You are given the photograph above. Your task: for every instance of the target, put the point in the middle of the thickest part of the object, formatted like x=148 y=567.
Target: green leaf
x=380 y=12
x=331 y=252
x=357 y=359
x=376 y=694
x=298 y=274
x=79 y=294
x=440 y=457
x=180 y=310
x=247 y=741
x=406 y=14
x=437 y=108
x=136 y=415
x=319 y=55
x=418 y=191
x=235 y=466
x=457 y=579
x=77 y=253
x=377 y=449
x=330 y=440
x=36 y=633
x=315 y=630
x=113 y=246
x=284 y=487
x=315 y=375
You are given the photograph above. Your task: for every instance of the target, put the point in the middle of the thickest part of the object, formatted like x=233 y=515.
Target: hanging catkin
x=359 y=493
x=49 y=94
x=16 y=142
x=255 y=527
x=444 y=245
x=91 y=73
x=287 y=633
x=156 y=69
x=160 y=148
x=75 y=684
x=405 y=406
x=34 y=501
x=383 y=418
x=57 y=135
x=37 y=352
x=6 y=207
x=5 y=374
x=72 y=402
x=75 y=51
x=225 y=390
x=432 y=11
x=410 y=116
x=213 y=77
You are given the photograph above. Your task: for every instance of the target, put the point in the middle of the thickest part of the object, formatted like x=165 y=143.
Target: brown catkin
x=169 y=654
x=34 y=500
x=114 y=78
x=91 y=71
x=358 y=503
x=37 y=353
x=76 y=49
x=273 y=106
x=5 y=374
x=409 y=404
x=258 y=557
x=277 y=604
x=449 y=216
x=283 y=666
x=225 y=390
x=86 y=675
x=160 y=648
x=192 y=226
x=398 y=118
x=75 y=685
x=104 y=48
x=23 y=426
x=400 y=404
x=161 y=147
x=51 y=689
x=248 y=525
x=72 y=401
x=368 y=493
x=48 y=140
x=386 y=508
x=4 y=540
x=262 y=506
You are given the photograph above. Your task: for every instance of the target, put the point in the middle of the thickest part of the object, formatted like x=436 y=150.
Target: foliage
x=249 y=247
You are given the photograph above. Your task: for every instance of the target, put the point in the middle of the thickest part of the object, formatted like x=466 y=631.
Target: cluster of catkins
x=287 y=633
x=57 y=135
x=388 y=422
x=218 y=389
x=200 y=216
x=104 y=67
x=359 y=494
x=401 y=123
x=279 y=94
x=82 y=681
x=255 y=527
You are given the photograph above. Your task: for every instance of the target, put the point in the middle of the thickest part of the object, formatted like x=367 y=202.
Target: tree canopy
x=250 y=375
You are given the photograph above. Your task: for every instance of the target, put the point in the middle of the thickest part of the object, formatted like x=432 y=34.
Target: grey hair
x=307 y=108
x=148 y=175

=== Exercise ===
Scale the part of the records that opens with the line containing "like x=367 y=202." and closes with the end of the records, repeating every line, requests included. Multiply each coordinate in the answers by 0.25 and round to whole numbers, halves up, leaving the requests and their format samples unchanged.

=== Answer ===
You are given the photograph above. Your task: for every instance of the target, put the point in the middle of the thickest part of the object, formatted like x=367 y=202.
Target: tree canopy
x=63 y=94
You are given the photograph above. Your task: for every instance of the target, put the point in the middle of the thickest part of the object, formatted like x=432 y=34.
Target: grey hair
x=77 y=27
x=37 y=44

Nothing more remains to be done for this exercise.